• EXERCISE DIRECTIONS:
Return the lines unchanged, from the start through the line containing "[(78, 65), (90, 63)]", and leave the pictures out.

• Stored lines from a collection:
»»

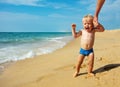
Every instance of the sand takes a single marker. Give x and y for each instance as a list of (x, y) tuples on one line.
[(56, 69)]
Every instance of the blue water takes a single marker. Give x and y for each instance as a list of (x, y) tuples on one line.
[(20, 45)]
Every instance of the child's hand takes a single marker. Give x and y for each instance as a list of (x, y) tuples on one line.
[(95, 24), (73, 25)]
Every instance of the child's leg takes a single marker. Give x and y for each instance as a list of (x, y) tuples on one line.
[(78, 65), (90, 63)]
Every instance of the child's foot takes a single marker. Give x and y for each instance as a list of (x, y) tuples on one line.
[(75, 74)]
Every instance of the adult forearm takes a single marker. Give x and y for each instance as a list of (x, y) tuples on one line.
[(99, 6)]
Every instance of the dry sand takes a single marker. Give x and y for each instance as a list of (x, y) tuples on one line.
[(56, 69)]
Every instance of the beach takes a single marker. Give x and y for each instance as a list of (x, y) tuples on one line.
[(56, 69)]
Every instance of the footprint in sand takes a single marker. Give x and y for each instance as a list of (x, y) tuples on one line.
[(43, 77), (67, 67)]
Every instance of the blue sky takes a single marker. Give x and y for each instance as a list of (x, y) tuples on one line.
[(54, 15)]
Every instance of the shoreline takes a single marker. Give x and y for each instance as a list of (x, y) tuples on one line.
[(56, 68)]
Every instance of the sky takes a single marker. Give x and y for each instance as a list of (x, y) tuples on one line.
[(54, 15)]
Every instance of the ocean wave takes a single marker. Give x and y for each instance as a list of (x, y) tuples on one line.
[(31, 49)]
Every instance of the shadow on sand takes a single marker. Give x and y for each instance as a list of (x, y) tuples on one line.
[(106, 68)]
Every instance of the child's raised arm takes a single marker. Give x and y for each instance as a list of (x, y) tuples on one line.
[(74, 33), (99, 28)]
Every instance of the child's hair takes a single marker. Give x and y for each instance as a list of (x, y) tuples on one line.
[(88, 16)]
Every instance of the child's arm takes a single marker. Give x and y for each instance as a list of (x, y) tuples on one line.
[(74, 33), (99, 28)]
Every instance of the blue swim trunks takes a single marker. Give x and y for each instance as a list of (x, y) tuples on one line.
[(86, 52)]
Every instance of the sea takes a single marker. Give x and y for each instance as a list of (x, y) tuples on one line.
[(16, 46)]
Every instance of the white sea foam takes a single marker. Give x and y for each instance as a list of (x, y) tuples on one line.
[(28, 50)]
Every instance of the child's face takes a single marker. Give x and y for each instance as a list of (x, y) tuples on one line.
[(88, 24)]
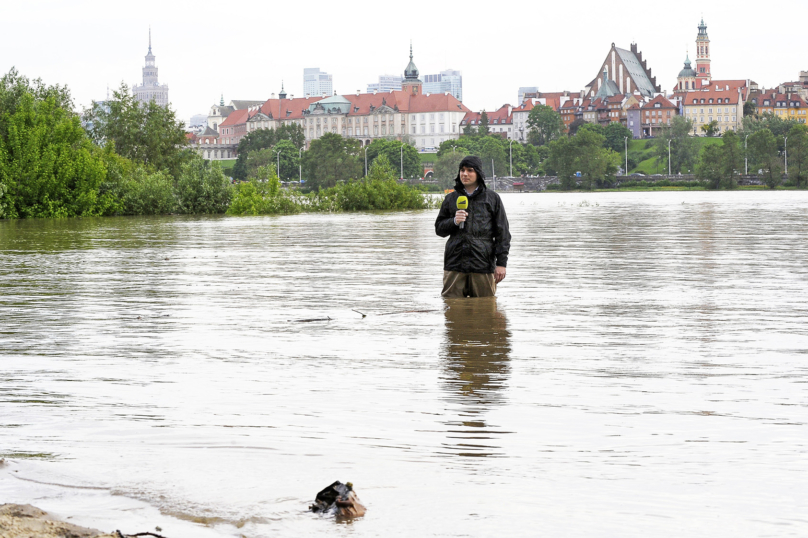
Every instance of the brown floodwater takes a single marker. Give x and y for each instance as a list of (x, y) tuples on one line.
[(642, 371)]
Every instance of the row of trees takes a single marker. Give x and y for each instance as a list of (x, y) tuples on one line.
[(130, 160), (329, 159)]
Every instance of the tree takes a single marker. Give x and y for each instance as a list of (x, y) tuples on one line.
[(413, 168), (331, 158), (682, 150), (798, 154), (48, 166), (732, 159), (719, 164), (483, 129), (709, 167), (146, 133), (596, 163), (575, 125), (545, 125), (710, 129), (491, 152), (616, 135), (763, 149), (562, 161), (202, 188)]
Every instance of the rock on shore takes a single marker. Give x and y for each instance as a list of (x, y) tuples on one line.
[(26, 521)]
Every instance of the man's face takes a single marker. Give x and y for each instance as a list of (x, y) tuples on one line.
[(468, 176)]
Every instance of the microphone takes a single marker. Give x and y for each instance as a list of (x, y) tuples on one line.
[(462, 203)]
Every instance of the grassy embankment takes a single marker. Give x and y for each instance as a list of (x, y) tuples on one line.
[(642, 151)]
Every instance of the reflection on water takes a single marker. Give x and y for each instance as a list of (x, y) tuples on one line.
[(476, 365)]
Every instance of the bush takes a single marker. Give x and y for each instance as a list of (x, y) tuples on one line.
[(202, 188), (145, 193)]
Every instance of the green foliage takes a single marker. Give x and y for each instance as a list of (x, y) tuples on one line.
[(545, 125), (271, 138), (392, 150), (148, 134), (778, 126), (682, 148), (719, 164), (483, 129), (202, 188), (147, 193), (616, 134), (798, 154), (710, 129), (263, 195), (763, 150), (332, 158), (48, 167)]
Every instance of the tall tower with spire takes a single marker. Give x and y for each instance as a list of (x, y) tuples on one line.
[(703, 55), (411, 83), (151, 89)]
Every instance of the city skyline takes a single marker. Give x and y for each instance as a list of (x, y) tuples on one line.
[(199, 71)]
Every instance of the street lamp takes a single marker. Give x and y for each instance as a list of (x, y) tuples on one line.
[(669, 156), (745, 157), (300, 164), (625, 141), (511, 157)]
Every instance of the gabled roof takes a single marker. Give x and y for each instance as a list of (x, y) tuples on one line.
[(637, 71), (240, 104), (662, 100), (236, 117)]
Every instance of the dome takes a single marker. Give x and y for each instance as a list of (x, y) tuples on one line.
[(688, 71), (411, 72)]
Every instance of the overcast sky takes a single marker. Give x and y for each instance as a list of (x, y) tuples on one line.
[(244, 48)]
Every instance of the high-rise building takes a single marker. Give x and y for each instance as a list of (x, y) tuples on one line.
[(151, 89), (449, 80), (387, 83), (316, 82), (526, 89)]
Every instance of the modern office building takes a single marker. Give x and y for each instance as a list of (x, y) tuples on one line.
[(316, 82), (449, 80)]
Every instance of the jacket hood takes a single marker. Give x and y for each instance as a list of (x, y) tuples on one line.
[(474, 162)]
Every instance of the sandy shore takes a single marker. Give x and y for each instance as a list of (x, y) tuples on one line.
[(26, 521)]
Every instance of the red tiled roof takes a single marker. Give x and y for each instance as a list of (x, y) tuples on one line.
[(236, 117), (731, 94), (662, 100)]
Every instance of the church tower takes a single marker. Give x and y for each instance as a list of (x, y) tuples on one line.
[(703, 55), (686, 81), (411, 84), (151, 89)]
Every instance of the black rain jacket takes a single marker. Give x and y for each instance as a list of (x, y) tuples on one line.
[(484, 241)]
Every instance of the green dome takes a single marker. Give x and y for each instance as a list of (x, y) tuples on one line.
[(688, 71)]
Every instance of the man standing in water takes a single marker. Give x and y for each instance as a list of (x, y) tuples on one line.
[(477, 250)]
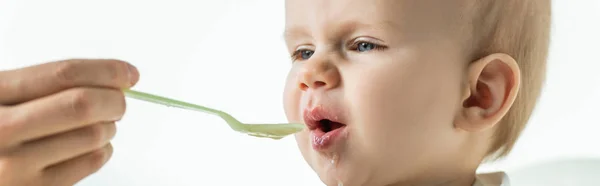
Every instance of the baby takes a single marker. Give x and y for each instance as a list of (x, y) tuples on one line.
[(413, 92)]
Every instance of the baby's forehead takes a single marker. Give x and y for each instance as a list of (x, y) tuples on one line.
[(402, 15)]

««

• RESULT OF THE EXERCISE:
Every instance of the sand takes a single marker. Give x and y for each instance as a list of (x, y) tuples on one line.
[(56, 69)]
Every instance of the blue water takes a single marker. Give x and y for each instance as a list of (x, y) tuples on one line.
[(20, 45)]
Every instance of the child's hand takes a single marker. Give x and y for each instance as a list of (x, y) tuples on one line.
[(95, 24), (73, 25)]
Every instance of the child's leg takes a single marker. Give x and y for each instance as a list of (x, y) tuples on one line.
[(78, 65), (90, 63)]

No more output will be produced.